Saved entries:
"""
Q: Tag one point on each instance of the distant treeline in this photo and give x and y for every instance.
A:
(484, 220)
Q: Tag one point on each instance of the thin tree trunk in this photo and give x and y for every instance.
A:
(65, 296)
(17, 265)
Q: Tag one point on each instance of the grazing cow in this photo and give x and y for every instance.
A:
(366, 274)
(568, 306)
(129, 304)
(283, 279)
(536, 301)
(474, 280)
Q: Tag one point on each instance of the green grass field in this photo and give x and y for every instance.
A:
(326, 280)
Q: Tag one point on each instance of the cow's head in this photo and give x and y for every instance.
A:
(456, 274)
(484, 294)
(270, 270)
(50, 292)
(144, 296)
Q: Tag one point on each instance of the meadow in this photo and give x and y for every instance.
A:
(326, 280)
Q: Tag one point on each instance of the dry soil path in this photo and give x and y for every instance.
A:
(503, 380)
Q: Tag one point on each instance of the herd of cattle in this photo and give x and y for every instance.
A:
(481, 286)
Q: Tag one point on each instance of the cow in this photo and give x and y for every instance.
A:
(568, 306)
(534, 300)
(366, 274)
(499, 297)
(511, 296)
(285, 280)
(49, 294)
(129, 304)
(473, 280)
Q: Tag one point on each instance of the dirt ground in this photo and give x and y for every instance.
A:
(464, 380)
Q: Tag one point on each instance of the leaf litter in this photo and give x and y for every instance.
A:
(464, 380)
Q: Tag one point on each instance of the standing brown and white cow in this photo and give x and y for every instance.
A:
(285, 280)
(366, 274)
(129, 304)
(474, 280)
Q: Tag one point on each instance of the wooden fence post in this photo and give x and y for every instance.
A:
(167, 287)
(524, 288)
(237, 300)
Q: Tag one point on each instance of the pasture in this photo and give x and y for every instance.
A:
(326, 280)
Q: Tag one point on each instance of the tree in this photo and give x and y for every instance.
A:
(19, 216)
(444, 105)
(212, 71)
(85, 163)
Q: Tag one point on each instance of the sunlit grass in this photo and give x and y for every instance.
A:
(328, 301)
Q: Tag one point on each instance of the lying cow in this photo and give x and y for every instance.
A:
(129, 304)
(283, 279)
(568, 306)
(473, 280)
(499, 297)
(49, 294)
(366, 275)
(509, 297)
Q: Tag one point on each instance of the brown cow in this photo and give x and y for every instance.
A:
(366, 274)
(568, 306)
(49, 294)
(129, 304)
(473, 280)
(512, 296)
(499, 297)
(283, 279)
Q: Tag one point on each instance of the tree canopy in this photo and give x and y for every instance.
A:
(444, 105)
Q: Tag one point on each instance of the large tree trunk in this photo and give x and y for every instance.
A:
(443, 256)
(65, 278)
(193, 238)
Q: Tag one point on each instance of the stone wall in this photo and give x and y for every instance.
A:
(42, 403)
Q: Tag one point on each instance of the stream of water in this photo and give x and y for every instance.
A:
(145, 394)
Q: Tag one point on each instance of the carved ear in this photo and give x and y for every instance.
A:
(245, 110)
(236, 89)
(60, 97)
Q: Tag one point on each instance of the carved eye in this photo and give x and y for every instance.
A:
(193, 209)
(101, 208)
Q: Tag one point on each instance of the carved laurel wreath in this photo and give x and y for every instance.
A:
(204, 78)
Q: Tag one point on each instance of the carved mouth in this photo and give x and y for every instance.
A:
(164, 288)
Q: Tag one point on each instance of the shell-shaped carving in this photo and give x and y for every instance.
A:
"""
◆ Exercise directions: Every record above is to be copied exactly.

◆ Problem solution:
Q: Tag one point on each instance of the distant treeline in this photo and give x and y for every instance.
A:
(484, 220)
Q: Tag one point on each instance of the thin tree trunk in this photo and give x and y for every instance.
A:
(65, 296)
(17, 265)
Q: Tag one point on each instance of the grazing cow in this photo and give x and y for every instance.
A:
(366, 274)
(568, 306)
(129, 304)
(283, 279)
(536, 301)
(474, 280)
Q: Tag one point on each instance of the green grass field in this photo and give x and y for every instance.
A:
(326, 280)
Q: Tag one point on each instance of the cow's head in this photo and give x and y for every instance.
A:
(456, 274)
(484, 294)
(270, 270)
(50, 292)
(144, 296)
Q: Tag one point on each instance of the meadow in this photo and give x and y for every instance.
A:
(326, 280)
Q: Tag one point on each instance of the dry soil path in this photo and give x and y for every instance.
A:
(503, 380)
Q: Tag one point on each instance of the herd of cattle in this photo and give x and y for every instance.
A:
(481, 286)
Q: Tag one point on each instance of the cow in this photo and give x and y for every instance.
A:
(568, 306)
(534, 300)
(366, 274)
(499, 297)
(511, 296)
(285, 280)
(49, 294)
(129, 304)
(473, 280)
Q: Tag one point on each instance of the dirt ground in this photo and give x and y for every instance.
A:
(464, 380)
Q: Tag one point on each instance of the leaf litter in this photo and give x and y for every instance.
A:
(464, 380)
Q: Tag one point on each instance of the standing brown and white cow in this photo and give x and y for every instance.
A:
(285, 280)
(366, 274)
(129, 304)
(474, 280)
Q: Tag one point on each instance of the wooden fence post in this photo and give x and y for every instance.
A:
(167, 287)
(524, 288)
(237, 300)
Q: Tag one point on each instance of the pasture in this photo and give x and y for every instance.
A:
(326, 280)
Q: Tag one point on each instance of the tree in this photo and give x and y for every instance.
A:
(19, 216)
(444, 105)
(212, 71)
(85, 163)
Q: Tag one point on each instance of the sunlit grass in this photo and give x and y for every instance.
A:
(328, 301)
Q: Tag one point on each instance of the lying cow in this photo and give x and y for every instance.
A:
(129, 304)
(283, 279)
(568, 306)
(473, 280)
(499, 297)
(49, 294)
(366, 275)
(509, 297)
Q: Tag one point on each instance of the brown cow in this photo and give x and y for every instance.
A:
(366, 274)
(568, 306)
(49, 294)
(129, 304)
(473, 280)
(512, 296)
(499, 297)
(283, 279)
Q: Tag one point on each instance of the tree canopy in this photo and give x and y for every instance.
A:
(444, 105)
Q: Tag one point on each instance of the large tree trunk in this photo and give x and y for every instance.
A:
(443, 256)
(65, 278)
(193, 238)
Q: Tag one point on each instance of the stone wall in this photo and give x and y for every instance.
A:
(42, 403)
Q: Tag one point on each instance of the stream of water in this photo and give x and y for every instance.
A:
(145, 394)
Q: Tag one point on each instance of the carved ear in this photo and give x and y for every instance.
A:
(245, 110)
(236, 89)
(60, 97)
Q: Tag one point on each instance of the carved eye in this photo and give x and y for every instance.
A:
(193, 209)
(101, 208)
Q: Tag one point on each instance of the carved laurel wreath in this photo and give x and y for every instance.
A:
(204, 78)
Q: Tag one point on each instance of the carved mouth in this photo and give x and y for every instance.
A:
(164, 288)
Q: Tag one point on each instance of the shell-shaped carving in this photo and give x and y for every instance.
A:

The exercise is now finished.